◆ OBJETIVO
Reformula como una lista JSON de cadenas el tramo de las entradas de más abajo que empieza al inicio y termina en la línea que contiene "[[123, 108]]", incluida esa línea. Usa una cadena por línea y omite las líneas en blanco.

◆ Extractos de un conjunto de datos sobre señalamiento de objetos
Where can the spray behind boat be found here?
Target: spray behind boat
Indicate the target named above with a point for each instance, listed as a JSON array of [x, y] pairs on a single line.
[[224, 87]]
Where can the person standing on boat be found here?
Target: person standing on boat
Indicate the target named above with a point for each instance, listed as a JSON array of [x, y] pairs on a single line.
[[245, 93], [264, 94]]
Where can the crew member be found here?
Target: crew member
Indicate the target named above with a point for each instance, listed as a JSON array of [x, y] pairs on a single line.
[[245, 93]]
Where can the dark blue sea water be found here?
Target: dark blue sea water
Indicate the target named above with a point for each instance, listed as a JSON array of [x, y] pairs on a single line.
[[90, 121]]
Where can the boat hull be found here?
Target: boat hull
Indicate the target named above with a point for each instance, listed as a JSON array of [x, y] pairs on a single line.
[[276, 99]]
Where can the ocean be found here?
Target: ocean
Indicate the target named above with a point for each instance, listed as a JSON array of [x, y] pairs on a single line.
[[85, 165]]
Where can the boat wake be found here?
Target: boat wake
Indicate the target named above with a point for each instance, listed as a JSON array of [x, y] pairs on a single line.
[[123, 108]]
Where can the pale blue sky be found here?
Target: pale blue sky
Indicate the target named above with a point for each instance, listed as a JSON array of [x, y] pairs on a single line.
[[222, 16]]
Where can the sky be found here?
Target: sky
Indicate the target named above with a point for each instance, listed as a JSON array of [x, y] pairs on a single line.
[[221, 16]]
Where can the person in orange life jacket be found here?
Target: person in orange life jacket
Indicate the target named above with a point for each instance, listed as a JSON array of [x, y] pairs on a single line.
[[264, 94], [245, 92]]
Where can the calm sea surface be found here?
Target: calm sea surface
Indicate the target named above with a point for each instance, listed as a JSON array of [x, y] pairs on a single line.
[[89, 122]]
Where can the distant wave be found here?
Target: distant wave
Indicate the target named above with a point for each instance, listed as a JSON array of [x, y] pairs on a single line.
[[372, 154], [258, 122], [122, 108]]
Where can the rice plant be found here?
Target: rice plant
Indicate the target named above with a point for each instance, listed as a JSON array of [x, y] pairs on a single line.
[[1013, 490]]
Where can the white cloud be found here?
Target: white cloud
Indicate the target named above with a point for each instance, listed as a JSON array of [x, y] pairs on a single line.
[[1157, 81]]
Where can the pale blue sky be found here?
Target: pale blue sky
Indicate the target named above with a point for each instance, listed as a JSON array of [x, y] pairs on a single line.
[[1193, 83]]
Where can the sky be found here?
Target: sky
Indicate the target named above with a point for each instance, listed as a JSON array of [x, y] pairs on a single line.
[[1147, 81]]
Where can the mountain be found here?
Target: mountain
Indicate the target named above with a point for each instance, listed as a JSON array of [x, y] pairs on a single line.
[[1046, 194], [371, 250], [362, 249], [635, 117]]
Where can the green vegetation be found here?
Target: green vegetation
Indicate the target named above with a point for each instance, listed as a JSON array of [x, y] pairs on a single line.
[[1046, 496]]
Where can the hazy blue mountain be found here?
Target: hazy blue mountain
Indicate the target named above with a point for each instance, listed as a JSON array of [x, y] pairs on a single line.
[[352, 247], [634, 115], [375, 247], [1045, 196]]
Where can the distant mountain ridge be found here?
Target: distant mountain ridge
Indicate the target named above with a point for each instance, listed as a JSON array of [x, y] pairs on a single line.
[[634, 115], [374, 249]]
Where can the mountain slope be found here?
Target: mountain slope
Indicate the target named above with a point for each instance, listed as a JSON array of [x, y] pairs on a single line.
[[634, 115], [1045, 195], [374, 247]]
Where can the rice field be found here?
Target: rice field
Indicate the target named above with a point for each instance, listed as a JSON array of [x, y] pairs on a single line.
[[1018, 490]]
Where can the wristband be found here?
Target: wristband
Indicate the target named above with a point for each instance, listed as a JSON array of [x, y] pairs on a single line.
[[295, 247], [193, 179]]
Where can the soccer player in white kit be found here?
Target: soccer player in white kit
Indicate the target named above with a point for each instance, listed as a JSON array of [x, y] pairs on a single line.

◆ EN RESPUESTA
[
  "Where can the spray behind boat be found here?",
  "Target: spray behind boat",
  "Indicate the target named above with a point for each instance, listed as a JSON array of [x, y] pairs on a single line.",
  "[[224, 87]]",
  "Where can the person standing on boat be found here?",
  "Target: person standing on boat",
  "Indicate the target named above with a point for each instance, listed as a JSON array of [x, y] pairs on a single line.",
  "[[245, 93], [264, 94]]",
  "Where can the crew member be found here?",
  "Target: crew member",
  "Indicate the target named above with a point for each instance, listed as a JSON array of [x, y] pairs on a single line.",
  "[[245, 93]]",
  "Where can the dark blue sea water be found here?",
  "Target: dark blue sea water",
  "Indicate the target named above with a point for each instance, listed as a JSON array of [x, y] pairs on a single line.",
  "[[90, 121]]",
  "Where can the boat hull be found here?",
  "Target: boat hull",
  "Indicate the target named above with a point for each instance, listed as a JSON array of [x, y] pairs on a single line.",
  "[[276, 99]]",
  "Where can the ocean be found here?",
  "Target: ocean",
  "Indicate the target named above with a point for each instance, listed as a JSON array of [x, y] pairs on a single line.",
  "[[85, 165]]",
  "Where can the boat wake be found here?",
  "Target: boat wake",
  "Indicate the target named above with a point for each instance, listed as a JSON array of [x, y] pairs on a single line.",
  "[[123, 108]]"
]